Arrivés à l’Ambassade, nous n’avons pas été reçus par l’Ambassadeur et nous avons décidé de rester sur place tant qu’il ne nous recevait pas, quel que soit le temps que cela prendrait. Il faut dire que ce n’était pas la première fois que nous allions à l’Ambassade sans obtenir d’audience. Mais un policier marocain est venu et nous a dit que l’ambassadeur demandait que nous sortions. Nous avons refusé « Ici, c’est notre ambassade, nous ne sortons pas ». Dix minutes plus tard, il nous a transmis un papier écrit par l’Ambassadeur indiquant que nous devions sortir de gré ou de force.
Nous avons refusé et annoncé que nous resterions, de gré ou de force. Vers 13h, La police a investi l’ambassade pour nous faire sortir. Devant notre refus de sortir, les policiers, 10 ou 20 au maximum, ont alors commencé à nous bousculer. Malgré le fait que nous étions restés totalement pacifiques, essayant seulement de négocier, de nouveaux renforts sont arrivés 20 minutes plus tard. Et ils ont commencé à charger. C’est en essayant de nous défendre qu’il y a eu quelques dégâts matériels.

▶ [Tâches à faire]:
[a] Indiquez chacune des lignes ci-dessous qui contient le mot « lawn ».
[b] Poursuivez le récit ci-dessus sur l'occupation de l'ambassade, à partir de sa dernière phrase.

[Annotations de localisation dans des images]
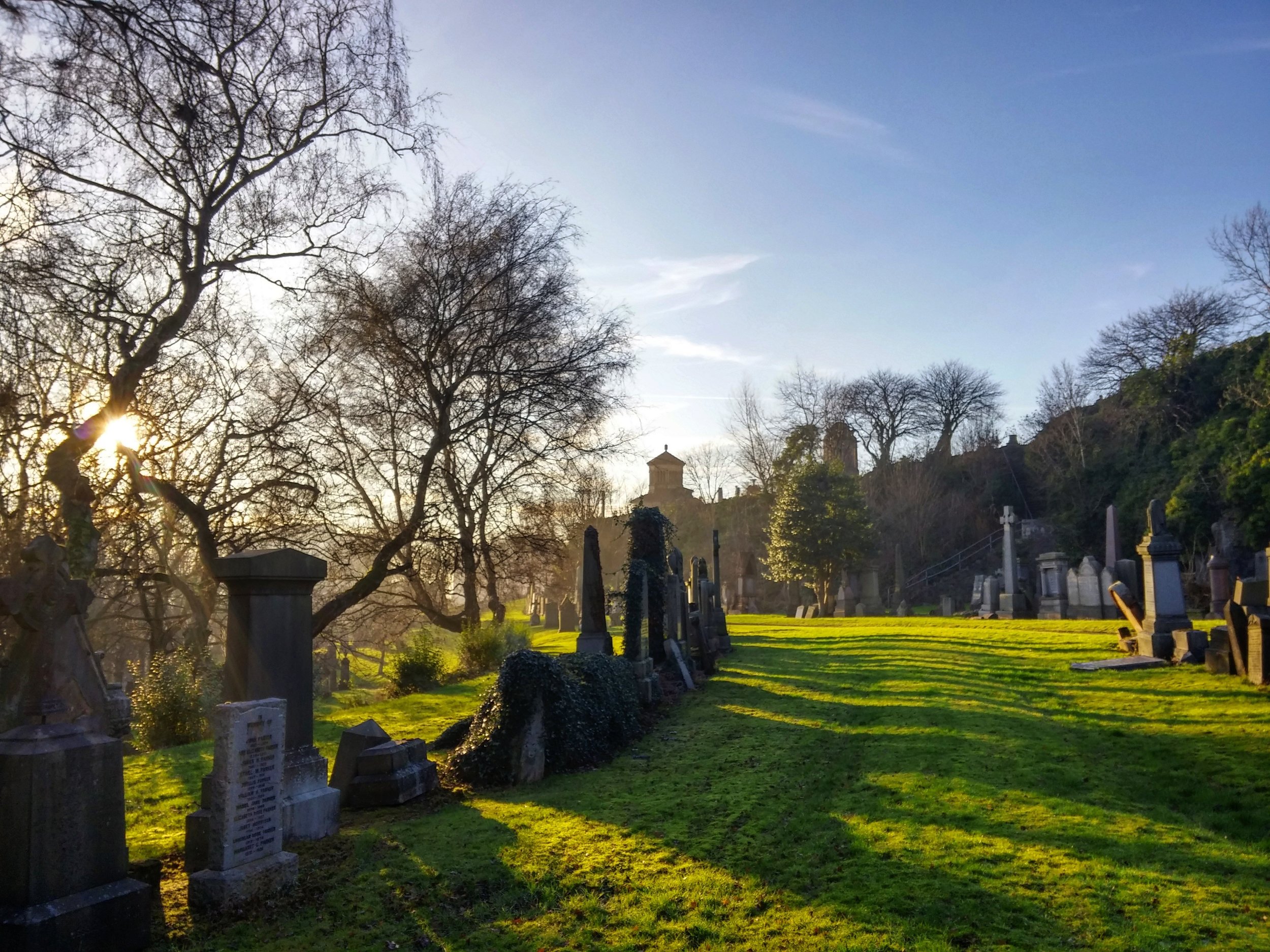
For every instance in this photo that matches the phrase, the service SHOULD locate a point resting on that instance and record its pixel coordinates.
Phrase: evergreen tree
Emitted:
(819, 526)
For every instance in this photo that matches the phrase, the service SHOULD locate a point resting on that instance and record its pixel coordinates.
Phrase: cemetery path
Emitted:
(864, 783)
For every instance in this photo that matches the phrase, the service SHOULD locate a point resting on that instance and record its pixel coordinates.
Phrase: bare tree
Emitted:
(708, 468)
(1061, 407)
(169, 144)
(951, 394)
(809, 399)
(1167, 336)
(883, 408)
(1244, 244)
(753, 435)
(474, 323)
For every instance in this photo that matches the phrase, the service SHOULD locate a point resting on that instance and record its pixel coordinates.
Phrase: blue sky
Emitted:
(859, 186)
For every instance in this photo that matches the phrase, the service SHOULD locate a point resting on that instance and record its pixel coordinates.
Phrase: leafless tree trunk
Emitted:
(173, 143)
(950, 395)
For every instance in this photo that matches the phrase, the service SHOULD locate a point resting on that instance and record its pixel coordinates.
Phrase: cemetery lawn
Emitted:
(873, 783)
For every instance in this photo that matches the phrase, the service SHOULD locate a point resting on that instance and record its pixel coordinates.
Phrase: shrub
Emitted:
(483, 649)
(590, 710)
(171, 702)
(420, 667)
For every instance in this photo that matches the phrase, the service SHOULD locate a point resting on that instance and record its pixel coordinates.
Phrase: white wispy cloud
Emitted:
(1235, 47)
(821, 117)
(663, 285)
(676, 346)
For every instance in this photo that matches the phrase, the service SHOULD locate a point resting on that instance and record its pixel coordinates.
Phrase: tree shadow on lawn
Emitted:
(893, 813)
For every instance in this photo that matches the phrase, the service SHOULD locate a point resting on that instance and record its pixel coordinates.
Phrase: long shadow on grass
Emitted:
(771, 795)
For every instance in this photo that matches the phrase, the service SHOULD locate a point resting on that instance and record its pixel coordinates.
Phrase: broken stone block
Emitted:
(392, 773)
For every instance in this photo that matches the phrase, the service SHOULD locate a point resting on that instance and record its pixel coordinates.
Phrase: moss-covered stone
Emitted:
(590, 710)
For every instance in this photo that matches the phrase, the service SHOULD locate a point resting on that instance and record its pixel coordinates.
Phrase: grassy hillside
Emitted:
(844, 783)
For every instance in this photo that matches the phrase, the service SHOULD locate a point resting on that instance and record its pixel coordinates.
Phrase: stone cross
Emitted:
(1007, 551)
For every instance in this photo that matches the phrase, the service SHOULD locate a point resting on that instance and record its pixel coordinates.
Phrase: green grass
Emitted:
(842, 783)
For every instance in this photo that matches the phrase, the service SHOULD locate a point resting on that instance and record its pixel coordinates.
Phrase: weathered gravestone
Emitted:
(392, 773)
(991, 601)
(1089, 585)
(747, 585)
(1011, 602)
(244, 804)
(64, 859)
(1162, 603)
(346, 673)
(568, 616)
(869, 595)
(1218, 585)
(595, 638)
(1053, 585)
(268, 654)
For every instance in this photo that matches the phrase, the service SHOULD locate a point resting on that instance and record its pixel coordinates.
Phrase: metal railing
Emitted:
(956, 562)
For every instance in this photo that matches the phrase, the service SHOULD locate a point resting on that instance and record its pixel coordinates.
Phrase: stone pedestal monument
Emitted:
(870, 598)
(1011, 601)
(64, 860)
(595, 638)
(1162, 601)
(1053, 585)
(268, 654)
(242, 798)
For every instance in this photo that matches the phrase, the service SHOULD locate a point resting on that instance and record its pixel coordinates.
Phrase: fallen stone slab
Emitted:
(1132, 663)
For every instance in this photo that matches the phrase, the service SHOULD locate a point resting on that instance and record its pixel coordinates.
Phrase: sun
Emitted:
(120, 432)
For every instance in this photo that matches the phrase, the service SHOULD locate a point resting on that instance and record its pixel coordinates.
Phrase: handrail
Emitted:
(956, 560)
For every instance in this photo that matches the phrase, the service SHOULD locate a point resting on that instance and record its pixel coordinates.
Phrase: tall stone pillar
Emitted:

▶ [Réponses par tâche]:
[a]
Phrase: cemetery lawn
Phrase: tree shadow on lawn

[b]
Nous avons été frappés et les policiers nous ont poursuivis alors que nous essayions de nous enfuir. Et les arrestations ont commencé. Au total, 21 personnes, toutes sénégalaises ont été arrêtées, dont 4 femmes et 17 garçons.
C’est grâce au fait que j’étais sorti acheter une recharge téléphonique pour appeler la presse sénégalaise que je n’ai pas été arrêté.